**Selected text:**
Following Spice's initial work on the Tiga GC85, Gordon Spice decided to build his own chassis, not only for the C2 class in the World Sportscar Championship, but also for the Lights class in IMSA GT. He received engineering input from General Motors for the IMSA effort, using Pontiac engines in place of the Ford Cosworths. The first design by the team was the SE86, which the SE standing for Spice Engineering, and 86 for the year of its construction, 1986. This numbering scheme would be used by nearly all Spice chassis.

After having considerable success with their smaller chassis, Spice made the move to the larger C1 and GTP classes with the SE89. This would be replaced by the successful SE90 the following year, of which Spice built near 30 chassis of that design or similar over several years. Many privateers bought the SE90s, winning various championships. Spice would also end its relationship with General Motors, instead becoming the factory squad for Honda, running Acura engines in SE90-based chassis, winning the Camel lights for Honda in 1991, 1992 and 1993. In 1990 Gordon Spice and Ray Bellm sold their interests in Spice Engineering to Jean-Louis Ricci, a Spice customer.

**Given material:**
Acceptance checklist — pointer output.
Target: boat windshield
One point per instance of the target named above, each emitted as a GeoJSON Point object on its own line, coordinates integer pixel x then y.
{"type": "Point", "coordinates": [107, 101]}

**Work request 1:** In the text on Spice Engineering, begin at the words "Following Spice's initial" and stop after "all Spice chassis.". Change every "chassis" in that stretch to "car".
**Work request 2:** Pick up the history of Spice Engineering after its final sentence and write the next part.

**Response area 1:**
Following Spice's initial work on the Tiga GC85, Gordon Spice decided to build his own car, not only for the C2 class in the World Sportscar Championship, but also for the Lights class in IMSA GT. He received engineering input from General Motors for the IMSA effort, using Pontiac engines in place of the Ford Cosworths. The first design by the team was the SE86, which the SE standing for Spice Engineering, and 86 for the year of its construction, 1986. This numbering scheme would be used by nearly all Spice car.

**Response area 2:**
By 1992, Spice began to develop newer designs to replace their older chassis, but the company would soon hit financial troubles before multiple cars could be built. Spice's final GTP chassis was finished in 1993, at which time the GTP and GT Lights Championships had been canceled and IMSA was adopting a new set of rules for open-cockpit sportscars in 1994. Spice built at least three new chassis for the IMSA WSC championship with new suspension and bodywork. In 1994 Spice won the manufacturers championship with Oldsmobile beating Ferrari. Spice also made available a kit to convert existing Group C and IMSA chassis to the new WSC regulations and some teams took up this option, with some opting to carry out their own conversion and development work, without factory assistance. Some of these heavily modified designs would still be racing competitively until 1999.

During Spice's stint as the factory Pontiac team, they also constructed several Pontiac Fiero race cars for the IMSA GTO and GTU classes, having some mixed success. These would be the only Spice's based on production cars instead of purpose-built sports cars.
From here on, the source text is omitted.